WHAT YOU NEED TO DO:
Report each line of the data below that contains the word "cord", copying every such line in full. Only matches with the same case count.
--- START ---
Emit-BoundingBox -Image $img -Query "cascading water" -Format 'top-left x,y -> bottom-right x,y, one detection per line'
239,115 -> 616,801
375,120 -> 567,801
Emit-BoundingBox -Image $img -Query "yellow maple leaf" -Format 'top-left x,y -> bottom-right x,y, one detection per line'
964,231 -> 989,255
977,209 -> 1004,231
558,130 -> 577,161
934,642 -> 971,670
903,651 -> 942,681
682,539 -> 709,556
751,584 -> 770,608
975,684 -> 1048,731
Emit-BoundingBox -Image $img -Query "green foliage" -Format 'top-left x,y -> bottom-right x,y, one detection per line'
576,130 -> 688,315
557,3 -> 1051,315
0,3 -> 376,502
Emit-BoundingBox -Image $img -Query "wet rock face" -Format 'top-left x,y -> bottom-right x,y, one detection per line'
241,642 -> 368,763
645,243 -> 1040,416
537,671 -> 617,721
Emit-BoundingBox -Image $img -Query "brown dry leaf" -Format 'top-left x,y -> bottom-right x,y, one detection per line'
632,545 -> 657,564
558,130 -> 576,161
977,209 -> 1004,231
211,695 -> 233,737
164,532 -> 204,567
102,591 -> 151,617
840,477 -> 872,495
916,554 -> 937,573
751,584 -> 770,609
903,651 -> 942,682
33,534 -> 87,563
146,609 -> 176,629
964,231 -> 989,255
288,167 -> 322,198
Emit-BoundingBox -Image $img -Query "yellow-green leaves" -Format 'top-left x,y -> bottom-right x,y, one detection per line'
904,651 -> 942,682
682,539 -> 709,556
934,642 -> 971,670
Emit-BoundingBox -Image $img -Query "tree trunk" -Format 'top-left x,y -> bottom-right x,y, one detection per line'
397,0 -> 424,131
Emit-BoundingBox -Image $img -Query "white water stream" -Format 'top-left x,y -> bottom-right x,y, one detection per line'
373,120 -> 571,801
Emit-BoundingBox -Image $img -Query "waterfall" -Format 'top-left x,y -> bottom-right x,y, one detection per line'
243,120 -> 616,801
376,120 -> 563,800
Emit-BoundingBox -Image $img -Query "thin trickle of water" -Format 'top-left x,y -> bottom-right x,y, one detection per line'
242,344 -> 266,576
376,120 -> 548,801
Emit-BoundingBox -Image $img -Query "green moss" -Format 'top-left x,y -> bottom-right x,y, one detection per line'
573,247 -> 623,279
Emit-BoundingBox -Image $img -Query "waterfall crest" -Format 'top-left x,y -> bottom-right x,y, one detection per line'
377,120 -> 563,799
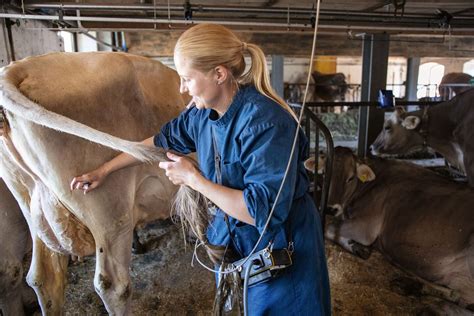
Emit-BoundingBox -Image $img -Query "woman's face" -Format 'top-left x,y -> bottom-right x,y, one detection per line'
174,54 -> 222,109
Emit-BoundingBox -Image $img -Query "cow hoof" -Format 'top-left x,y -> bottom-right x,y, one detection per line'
351,241 -> 372,260
132,242 -> 147,255
390,277 -> 423,297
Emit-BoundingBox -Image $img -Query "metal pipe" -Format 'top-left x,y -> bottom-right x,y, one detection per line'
0,13 -> 474,34
26,3 -> 472,19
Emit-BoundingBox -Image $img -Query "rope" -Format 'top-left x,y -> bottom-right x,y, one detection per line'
193,0 -> 321,274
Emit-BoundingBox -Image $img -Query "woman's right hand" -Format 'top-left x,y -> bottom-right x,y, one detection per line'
70,166 -> 108,194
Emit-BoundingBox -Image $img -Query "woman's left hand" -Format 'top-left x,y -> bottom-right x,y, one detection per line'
159,152 -> 200,188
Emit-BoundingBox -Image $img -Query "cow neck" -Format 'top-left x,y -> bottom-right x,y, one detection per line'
418,106 -> 430,148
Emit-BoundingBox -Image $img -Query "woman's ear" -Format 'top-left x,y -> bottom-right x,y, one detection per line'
214,65 -> 229,85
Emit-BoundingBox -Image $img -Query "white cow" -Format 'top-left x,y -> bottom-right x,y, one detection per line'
0,179 -> 35,315
0,53 -> 188,315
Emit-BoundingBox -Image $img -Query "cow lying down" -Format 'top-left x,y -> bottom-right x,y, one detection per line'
370,89 -> 474,187
306,147 -> 474,308
0,53 -> 193,315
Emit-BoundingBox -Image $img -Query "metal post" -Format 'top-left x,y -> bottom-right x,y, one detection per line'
270,55 -> 284,98
357,33 -> 390,157
405,57 -> 420,111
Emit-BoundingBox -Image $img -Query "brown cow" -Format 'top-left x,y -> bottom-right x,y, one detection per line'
370,89 -> 474,187
0,178 -> 35,316
0,53 -> 187,315
312,147 -> 474,307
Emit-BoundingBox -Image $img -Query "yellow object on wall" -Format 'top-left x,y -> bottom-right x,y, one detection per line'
312,56 -> 337,74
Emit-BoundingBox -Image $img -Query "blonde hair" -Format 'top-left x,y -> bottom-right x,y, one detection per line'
174,23 -> 297,119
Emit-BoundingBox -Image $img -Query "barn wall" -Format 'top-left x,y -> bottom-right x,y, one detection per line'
126,31 -> 474,58
12,20 -> 64,60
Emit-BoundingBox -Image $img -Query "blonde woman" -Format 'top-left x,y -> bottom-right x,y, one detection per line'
71,24 -> 330,315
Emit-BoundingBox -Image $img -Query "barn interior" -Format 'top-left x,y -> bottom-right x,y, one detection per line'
0,0 -> 474,315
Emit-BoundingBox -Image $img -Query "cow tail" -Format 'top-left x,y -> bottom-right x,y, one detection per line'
171,160 -> 225,264
0,77 -> 168,162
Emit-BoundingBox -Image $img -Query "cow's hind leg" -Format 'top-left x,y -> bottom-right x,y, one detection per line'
94,227 -> 133,315
26,237 -> 69,315
0,254 -> 23,316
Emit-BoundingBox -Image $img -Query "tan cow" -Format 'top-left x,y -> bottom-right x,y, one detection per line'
0,179 -> 35,316
312,147 -> 474,309
370,89 -> 474,187
0,53 -> 187,315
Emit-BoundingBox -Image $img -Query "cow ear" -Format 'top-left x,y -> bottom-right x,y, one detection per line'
304,157 -> 316,173
304,152 -> 326,173
402,115 -> 420,129
357,163 -> 375,182
394,106 -> 405,118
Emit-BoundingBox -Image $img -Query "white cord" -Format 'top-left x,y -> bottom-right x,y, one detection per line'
193,0 -> 321,274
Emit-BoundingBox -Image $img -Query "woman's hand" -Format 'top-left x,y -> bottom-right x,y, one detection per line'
159,152 -> 201,188
71,166 -> 108,194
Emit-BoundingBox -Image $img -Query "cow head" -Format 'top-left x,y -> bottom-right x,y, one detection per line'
370,107 -> 424,155
305,147 -> 375,216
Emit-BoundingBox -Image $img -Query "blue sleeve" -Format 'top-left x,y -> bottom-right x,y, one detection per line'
240,123 -> 298,234
153,107 -> 197,154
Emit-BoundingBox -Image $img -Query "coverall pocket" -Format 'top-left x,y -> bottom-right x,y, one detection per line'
222,161 -> 244,190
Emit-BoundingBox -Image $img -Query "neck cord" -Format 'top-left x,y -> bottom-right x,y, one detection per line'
193,0 -> 321,275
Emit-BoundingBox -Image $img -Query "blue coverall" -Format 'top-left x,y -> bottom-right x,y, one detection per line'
154,86 -> 331,315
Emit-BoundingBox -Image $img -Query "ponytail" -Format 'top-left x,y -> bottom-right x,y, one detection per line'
174,23 -> 297,120
241,42 -> 298,120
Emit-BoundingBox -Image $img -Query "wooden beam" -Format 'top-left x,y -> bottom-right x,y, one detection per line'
126,31 -> 474,58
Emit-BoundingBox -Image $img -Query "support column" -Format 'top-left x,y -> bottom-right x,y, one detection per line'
0,19 -> 13,67
270,55 -> 284,98
357,33 -> 390,157
405,57 -> 420,111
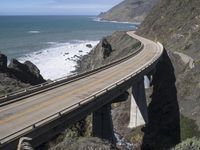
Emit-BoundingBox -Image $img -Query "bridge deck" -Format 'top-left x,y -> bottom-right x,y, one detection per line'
0,32 -> 161,144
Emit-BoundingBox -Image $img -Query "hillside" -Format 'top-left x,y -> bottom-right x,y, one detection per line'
98,0 -> 158,23
137,0 -> 200,148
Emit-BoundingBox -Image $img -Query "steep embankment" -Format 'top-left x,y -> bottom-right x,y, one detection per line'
50,31 -> 141,150
137,0 -> 200,143
98,0 -> 158,22
0,53 -> 45,95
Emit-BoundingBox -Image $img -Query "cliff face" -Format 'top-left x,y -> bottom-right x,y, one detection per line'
0,53 -> 45,95
76,31 -> 139,72
137,0 -> 200,59
98,0 -> 158,22
142,50 -> 180,150
137,0 -> 200,144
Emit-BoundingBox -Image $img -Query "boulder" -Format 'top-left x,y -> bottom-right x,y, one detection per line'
0,53 -> 8,72
101,38 -> 113,59
8,59 -> 45,85
86,44 -> 92,48
141,50 -> 180,150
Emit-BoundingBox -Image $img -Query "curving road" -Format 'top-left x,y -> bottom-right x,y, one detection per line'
0,31 -> 163,147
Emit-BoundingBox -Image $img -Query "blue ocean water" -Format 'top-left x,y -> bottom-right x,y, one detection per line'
0,16 -> 135,79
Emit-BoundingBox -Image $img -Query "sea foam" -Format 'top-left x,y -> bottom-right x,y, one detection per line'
28,31 -> 40,34
19,41 -> 99,80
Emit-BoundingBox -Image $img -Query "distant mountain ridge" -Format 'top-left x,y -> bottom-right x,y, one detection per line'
98,0 -> 158,23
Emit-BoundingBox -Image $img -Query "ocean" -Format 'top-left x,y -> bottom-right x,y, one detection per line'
0,16 -> 136,79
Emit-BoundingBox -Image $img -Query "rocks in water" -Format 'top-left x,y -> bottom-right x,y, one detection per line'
8,59 -> 45,85
86,44 -> 92,48
101,38 -> 113,59
0,53 -> 8,71
0,54 -> 45,95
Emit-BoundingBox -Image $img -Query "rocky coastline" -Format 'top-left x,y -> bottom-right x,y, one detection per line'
0,53 -> 45,95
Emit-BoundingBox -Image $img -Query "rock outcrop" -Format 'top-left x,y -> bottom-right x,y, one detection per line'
137,0 -> 200,143
76,31 -> 140,73
8,59 -> 45,85
101,38 -> 113,59
0,53 -> 7,72
0,54 -> 45,95
142,50 -> 180,150
98,0 -> 158,23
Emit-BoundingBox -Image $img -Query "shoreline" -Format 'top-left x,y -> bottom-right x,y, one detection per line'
94,17 -> 141,26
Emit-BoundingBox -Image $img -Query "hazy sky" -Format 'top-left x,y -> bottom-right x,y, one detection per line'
0,0 -> 123,15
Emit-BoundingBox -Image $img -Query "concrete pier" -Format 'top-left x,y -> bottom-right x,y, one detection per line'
92,104 -> 116,145
128,79 -> 148,128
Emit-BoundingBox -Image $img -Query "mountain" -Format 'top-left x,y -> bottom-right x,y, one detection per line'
98,0 -> 158,23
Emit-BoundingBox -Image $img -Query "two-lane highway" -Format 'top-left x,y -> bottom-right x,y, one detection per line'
0,31 -> 162,148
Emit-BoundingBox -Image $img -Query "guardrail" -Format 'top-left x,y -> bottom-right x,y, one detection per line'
0,43 -> 163,146
0,42 -> 143,106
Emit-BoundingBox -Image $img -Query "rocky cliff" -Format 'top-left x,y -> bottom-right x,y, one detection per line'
0,53 -> 45,95
76,31 -> 140,72
98,0 -> 158,23
137,0 -> 200,147
137,0 -> 200,131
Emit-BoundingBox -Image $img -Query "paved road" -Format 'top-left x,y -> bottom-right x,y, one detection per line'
0,31 -> 162,143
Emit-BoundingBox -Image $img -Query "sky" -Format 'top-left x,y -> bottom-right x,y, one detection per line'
0,0 -> 123,15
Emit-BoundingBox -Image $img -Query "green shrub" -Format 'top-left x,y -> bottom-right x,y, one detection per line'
172,137 -> 200,150
180,115 -> 200,141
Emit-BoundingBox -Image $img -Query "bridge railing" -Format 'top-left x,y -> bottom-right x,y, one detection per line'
0,43 -> 163,147
0,42 -> 143,106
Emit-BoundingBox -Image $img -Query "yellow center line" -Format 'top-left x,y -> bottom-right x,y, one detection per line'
0,55 -> 147,125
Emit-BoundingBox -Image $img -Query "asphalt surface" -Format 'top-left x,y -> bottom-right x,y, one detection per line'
0,31 -> 162,143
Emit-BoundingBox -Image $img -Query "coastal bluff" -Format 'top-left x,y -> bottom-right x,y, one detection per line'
--- END ---
EXERCISE ANSWER:
Emit-BoundingBox -Image $img -Query "white cord" -Format 'top-left x,y -> bottom-right x,y, one detection per line'
Emit-BoundingBox -Image $img -Query "neck cord" -Format 'top-left x,y -> bottom-right x,y, one detection per line'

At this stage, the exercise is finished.